- [What to work on] Exactly the lines from the one containing "Wildlife camera-trap request: tag the jersey" through the end of the entries, both ends included, are to be output.

··· Data supplied

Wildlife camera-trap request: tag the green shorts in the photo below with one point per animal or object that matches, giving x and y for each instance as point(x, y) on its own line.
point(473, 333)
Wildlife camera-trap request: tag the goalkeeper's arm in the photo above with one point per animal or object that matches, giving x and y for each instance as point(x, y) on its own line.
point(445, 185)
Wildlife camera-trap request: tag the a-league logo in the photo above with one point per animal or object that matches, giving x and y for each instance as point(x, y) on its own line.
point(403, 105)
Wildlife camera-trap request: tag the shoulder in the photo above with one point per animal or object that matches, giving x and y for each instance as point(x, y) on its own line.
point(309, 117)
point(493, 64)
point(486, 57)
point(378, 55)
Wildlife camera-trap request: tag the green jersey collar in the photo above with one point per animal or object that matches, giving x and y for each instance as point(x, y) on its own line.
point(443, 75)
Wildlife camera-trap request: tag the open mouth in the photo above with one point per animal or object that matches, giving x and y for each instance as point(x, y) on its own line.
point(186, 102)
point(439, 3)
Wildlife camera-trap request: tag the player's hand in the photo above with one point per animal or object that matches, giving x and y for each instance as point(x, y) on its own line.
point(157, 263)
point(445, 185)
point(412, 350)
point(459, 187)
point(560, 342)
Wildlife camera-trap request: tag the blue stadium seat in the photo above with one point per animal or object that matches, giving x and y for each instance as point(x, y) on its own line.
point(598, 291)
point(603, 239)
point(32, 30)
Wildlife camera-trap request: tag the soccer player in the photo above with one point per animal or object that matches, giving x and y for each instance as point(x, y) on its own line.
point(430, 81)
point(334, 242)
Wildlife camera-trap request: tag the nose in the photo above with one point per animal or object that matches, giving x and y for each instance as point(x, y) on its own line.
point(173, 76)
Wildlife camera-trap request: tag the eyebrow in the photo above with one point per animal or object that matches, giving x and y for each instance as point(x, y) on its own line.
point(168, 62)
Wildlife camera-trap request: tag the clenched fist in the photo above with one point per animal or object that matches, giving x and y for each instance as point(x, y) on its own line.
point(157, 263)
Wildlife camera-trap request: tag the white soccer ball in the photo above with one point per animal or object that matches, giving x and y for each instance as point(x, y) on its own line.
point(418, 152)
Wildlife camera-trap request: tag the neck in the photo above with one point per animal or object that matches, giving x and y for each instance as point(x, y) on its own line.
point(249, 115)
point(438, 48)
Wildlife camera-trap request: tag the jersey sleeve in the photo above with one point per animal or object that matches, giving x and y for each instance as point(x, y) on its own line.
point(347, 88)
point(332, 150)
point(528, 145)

······

- [Your response]
Wildlife camera-trap request: tag the jersey sleeve in the photo above with one point per animal or object that matches, giving x and y for each instance as point(x, y) on its own line.
point(347, 88)
point(332, 150)
point(528, 145)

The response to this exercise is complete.